* Activity
Pictures are to be excluded. Please print only the lines from the one containing "# the even-odd rule decides holes" through the end of the data, exactly as they appear.

* Excerpted records
▶
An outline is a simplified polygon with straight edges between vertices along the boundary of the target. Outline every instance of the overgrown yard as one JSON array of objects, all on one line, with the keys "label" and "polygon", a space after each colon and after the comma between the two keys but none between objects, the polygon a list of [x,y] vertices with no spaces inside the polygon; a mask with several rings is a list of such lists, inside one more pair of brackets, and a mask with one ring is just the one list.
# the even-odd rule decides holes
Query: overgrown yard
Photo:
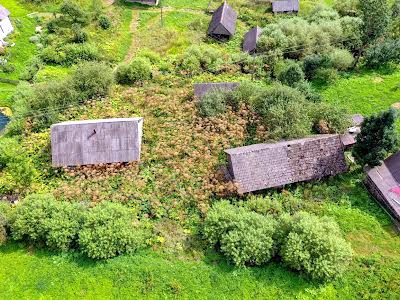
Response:
[{"label": "overgrown yard", "polygon": [[[255,195],[221,168],[229,148],[400,109],[400,53],[385,52],[400,45],[396,18],[366,45],[353,1],[274,16],[232,0],[224,41],[206,36],[209,2],[165,0],[162,16],[123,0],[4,4],[15,70],[0,78],[20,84],[0,83],[13,112],[0,137],[0,299],[399,299],[400,237],[358,160]],[[199,101],[196,82],[241,85]],[[52,124],[129,117],[144,118],[140,162],[52,167]]]}]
◀
* Response box
# the even-odd rule decides holes
Query: overgrown yard
Photo:
Response:
[{"label": "overgrown yard", "polygon": [[[255,195],[221,168],[229,148],[400,109],[400,53],[385,52],[400,45],[396,18],[366,45],[353,1],[274,16],[232,0],[224,41],[206,36],[209,2],[165,0],[162,16],[123,0],[4,4],[15,70],[0,78],[20,84],[0,83],[13,112],[0,137],[0,299],[399,299],[400,237],[358,160]],[[199,101],[196,82],[241,85]],[[52,124],[129,117],[144,118],[140,162],[52,167]]]}]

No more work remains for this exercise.